Short task: Copy every one of the following entries word for word, leaving out the pictures.

[Object pointing dataset entries]
※ ※ ※

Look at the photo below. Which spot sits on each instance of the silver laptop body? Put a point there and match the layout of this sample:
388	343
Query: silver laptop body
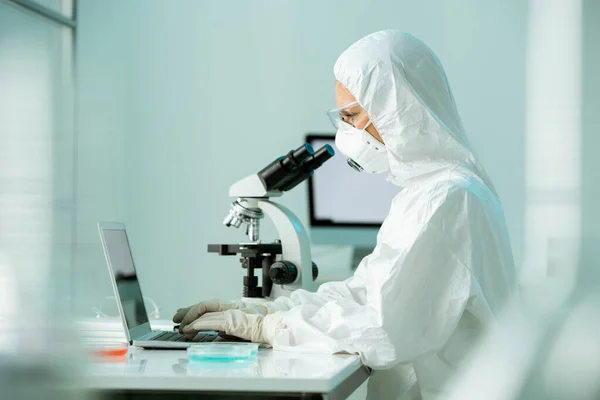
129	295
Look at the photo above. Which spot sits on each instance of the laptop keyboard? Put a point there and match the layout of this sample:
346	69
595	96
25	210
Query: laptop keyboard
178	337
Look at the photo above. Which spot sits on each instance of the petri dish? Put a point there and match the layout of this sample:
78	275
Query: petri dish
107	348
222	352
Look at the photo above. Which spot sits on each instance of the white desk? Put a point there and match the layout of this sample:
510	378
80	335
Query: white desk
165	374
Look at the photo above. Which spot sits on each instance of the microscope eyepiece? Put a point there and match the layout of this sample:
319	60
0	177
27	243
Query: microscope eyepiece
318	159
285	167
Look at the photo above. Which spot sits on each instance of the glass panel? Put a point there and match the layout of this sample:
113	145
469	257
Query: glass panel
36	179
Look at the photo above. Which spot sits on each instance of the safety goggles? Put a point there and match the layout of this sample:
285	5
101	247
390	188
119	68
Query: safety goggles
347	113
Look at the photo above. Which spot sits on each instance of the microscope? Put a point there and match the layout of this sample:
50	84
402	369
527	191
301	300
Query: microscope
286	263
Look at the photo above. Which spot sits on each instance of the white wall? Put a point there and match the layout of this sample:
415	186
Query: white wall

※ ※ ※

Task result:
Look at the photo below. Which spot sits on each instance of the silver laptop body? Put a point there and match the layout of this sample:
388	343
Query: silver laptop body
129	295
Look at the photo above. Which spot sits on each instance of the laptop keyboard? Put a point there and match the layout of this sample:
346	69
595	96
25	210
Query: laptop keyboard
178	337
Look at the photo above. Which spot sits on each instance of the petri dish? Put a point there and match the layout of this sample:
78	275
Query: petri dish
107	348
222	352
Look at the photo above. Which spot sits on each instance of the white desk? Put a point there and match the layout of this sample:
510	378
80	335
Query: white desk
165	374
Look at the photo above. Which spot sits on each instance of the microscope eyepiece? Put a point there and match the layout of this sample:
319	60
0	177
27	243
Query: microscope eyepiece
318	159
285	167
Look at the photo above. Which spot sits on each instance of the glass panel? Put a point there and match the layout of this sample:
113	145
469	257
Query: glass panel
36	179
Look at the photo above. Which spot sits on each instance of the safety goggles? Put a point there and match the layout of this sample:
285	5
101	247
390	188
119	68
Query: safety goggles
347	113
Look at the photo above. Which spot sits on each instance of the microscope? Put a point there and match the layout of this sample:
50	84
402	369
527	191
301	300
Query: microscope
286	263
Look at the photo above. Which spot sits on each instance of the white wall? Put a point there and match the layout of this sample:
415	186
Query: white wall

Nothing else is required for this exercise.